STATED TASK | Write the next portion of the text on Federal Tort Claims Act lawyers in Virginia, continuing from its final sentence.

EXTRACTED TEXT |
┌──

Virginia Federal Tort Claims Act Lawyer
If you have been harmed in Virginia by the negligence of a federal employee or agency, consider getting help from an injury lawyer in Virginia. The Federal Tort Claims Act (FTCA) allows victims of injuries caused by federal agencies and employees to sue the United States in certain circumstances, but these cases can be very complicated. A Virginia Federal Tort Claims Act lawyer can guide you through the process of understanding your rights and making a claim to recover monetary damages.
The Federal Tort Claims Act in Virginia
Parts of Northern Virginia are very close in proximity to Washington, D.C. and many federal agencies operate within the state. Government workers, unfortunately, sometimes are involved in automobile collisions or other negligent acts that may cause injuries to private citizens. While automobile accidents are perhaps the most common cause of injury giving rise to claims under the FTCA, the FTCA allows for private individuals to sue the United States government in federal court for tort damages resulting from the conduct of employees, agencies, and others acting on behalf of the U.S. government. Other examples can include negligent building maintenance or construction, negligent blasting, demolition, or handling of hazardous materials, negligent failure to maintain a national park in a reasonably safe condition, and many sources of injury. If you have been injured by the actions or inaction of a government employee or agency, or an individual acting on behalf of the United States, you may have a claim against the United States under the FTCA.

└──

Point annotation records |
┌──

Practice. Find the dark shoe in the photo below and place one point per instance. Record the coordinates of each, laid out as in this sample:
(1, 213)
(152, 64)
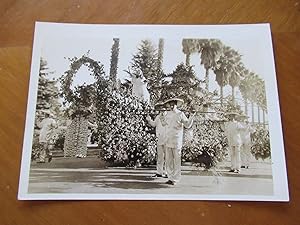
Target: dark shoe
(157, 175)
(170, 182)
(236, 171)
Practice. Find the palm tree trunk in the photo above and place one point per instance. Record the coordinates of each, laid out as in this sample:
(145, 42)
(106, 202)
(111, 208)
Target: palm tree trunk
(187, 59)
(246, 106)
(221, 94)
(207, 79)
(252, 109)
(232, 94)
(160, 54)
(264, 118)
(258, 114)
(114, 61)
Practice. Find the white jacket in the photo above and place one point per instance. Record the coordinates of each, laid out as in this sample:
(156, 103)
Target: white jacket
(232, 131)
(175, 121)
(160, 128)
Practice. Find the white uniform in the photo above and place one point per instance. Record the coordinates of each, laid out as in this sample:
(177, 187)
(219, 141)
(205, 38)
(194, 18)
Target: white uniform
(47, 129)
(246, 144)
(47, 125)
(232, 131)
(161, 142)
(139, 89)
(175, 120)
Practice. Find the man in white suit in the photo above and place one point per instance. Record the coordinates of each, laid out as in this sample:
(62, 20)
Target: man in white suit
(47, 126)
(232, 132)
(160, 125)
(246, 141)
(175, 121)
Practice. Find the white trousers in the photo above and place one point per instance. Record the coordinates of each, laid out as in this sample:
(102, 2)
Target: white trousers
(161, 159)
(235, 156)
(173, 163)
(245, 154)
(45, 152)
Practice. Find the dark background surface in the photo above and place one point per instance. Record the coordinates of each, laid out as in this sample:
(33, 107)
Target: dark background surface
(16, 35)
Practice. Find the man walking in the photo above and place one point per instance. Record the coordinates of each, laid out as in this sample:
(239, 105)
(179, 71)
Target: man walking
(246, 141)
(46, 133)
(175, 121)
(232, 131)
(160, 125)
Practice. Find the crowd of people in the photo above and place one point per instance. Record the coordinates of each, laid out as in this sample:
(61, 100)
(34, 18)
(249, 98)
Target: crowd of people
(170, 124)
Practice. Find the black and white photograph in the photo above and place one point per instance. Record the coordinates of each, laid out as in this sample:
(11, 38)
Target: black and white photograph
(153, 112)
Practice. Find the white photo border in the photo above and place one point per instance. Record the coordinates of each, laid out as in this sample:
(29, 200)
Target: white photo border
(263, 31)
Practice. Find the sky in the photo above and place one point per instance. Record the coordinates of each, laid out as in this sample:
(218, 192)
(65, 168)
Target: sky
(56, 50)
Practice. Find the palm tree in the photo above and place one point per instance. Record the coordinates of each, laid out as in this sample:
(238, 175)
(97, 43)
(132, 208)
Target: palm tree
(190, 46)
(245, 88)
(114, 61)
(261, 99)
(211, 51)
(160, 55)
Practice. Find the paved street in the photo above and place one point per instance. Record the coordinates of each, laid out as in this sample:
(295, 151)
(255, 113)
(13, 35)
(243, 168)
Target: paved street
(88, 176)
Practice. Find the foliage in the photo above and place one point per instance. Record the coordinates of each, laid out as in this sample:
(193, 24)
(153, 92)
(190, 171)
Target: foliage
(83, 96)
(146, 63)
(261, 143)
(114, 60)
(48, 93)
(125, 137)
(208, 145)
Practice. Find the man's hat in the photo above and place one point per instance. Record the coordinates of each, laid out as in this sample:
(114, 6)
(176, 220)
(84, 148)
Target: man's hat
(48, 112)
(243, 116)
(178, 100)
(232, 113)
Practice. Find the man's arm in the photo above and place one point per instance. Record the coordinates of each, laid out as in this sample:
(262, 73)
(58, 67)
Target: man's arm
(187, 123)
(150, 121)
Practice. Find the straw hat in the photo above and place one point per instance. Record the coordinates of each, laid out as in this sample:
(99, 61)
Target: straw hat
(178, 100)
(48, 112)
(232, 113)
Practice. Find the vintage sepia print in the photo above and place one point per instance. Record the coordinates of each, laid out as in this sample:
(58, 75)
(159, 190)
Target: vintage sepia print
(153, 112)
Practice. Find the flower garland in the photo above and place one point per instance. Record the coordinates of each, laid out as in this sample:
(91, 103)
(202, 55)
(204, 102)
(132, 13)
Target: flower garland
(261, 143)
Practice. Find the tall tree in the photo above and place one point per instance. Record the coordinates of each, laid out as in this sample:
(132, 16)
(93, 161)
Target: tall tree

└──

WRITTEN ANSWER |
In some cases, the negligence of a federal employee or agency causes direct harm to people in Virginia. The Federal Tort Claims Act (FTCA) provides a framework for allowing victims of government negligence to pursue a damage claim in federal court. For this reason, if you think you have cause to use the FTCA contact a Virginia Federal Tort Claims Act lawyer.
Why Was the Federal Tort Claims Act Necessary?
The U.S. legal system borrowed many legal principles from England, including the doctrine of sovereign immunity. Sovereign immunity was the idea that the king could do no wrong. Sovereign immunity in American jurisprudence, however, means that a sovereign state cannot be sued unless it consents. The consent must be given by the legislative branch.
In 1946, Congress enacted the Federal Tort Claims Act. Virginia residents, and people throughout the United States, suddenly secured the right to make a claim against the federal government- at least under certain circumstances. The Commonwealth of Virginia waived its own sovereign immunity to a large extent through the Virginia Tort Claims Act, which has its own set of procedures. VA Code Section 8.01-195 et seq.
Using the Federal Tort Claims Act After an Injury
For individuals who sustained an injury in Virginia, the FTCA can provide a remedy on a limited basis. In order to make a claim under the FTCA:
- Your case must be against the United States.
- Your claim must arise out of negligent on-duty actions by the federal worker. You cannot pursue a claim under the FTCA based on the actions of state or local government workers, since the FTCA covers only federal employees. In most cases you also cannot make a claim based on work performed by an independent contractor, although there are some exceptions, such as where a contractor was directly supervised by federal employees.
- You must be seeking a monetary remedy. You cannot use the FTCA to get an injunction or any remedy other than money damages.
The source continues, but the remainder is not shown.